» Required action: In the passage on cephalosporin hydrolysis, which two cephalosporins showed isomerization of the double bond in the dihydrothiazine ring?

The basic hydrolysis of cephalosporins proceeds primarily via the attack of the OH- ion on the b-lactam carbonyl group, which cleaves the ring [12-13]. In cephaloridine and ceftazidime we have detected another reaction in parallel with the hydrolysis of the b-lactam ring, viz. isomerization of the double bond in the dihydrothiazine ring of the cephalosporin. In both cephalosporins we were able to isolate the D2-isomers. The presence of the D2-isomer was not detected for any of the other cephalosporins studied.

The isomerization mechanism has been widely studied [14] and of all the mechanisms suggested, the proton abstraction at C(2) mediated by a base or enzyme seems to be the most likely mechanism.

Scheme 1 shows this process of abstraction of the proton at C(2) in the D3-isomer, formation of a carbanion (2) stabilized by resonance and subsequent acceptance of the proton, partly by the C(2), regenerating the D3-isomer, or more so by the C(4) leading to the D2-isomer.

The kinetic constants obtained for the reversible base-catalysed isomerization are listed in Table 1. k1 values for cephaloridine and ceftazidime are almost identical, suggesting that the substituent at C(7) has no influence on the isomerization process.

» Data for review:
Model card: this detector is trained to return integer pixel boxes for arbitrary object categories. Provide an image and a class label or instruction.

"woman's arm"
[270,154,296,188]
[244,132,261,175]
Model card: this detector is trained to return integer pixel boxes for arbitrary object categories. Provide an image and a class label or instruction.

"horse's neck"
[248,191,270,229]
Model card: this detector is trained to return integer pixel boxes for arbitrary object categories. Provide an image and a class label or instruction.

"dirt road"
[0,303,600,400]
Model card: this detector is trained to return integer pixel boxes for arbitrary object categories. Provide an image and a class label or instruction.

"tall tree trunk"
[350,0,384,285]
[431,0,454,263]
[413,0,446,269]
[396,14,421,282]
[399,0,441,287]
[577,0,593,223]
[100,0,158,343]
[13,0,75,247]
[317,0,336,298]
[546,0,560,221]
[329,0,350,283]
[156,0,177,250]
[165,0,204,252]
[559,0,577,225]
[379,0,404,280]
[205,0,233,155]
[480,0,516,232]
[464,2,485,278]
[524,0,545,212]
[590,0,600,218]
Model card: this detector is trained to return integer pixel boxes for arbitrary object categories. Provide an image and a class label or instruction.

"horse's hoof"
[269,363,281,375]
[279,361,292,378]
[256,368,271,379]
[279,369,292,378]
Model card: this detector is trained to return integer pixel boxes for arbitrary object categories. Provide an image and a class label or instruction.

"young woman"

» Response: Cephaloridine and ceftazidime.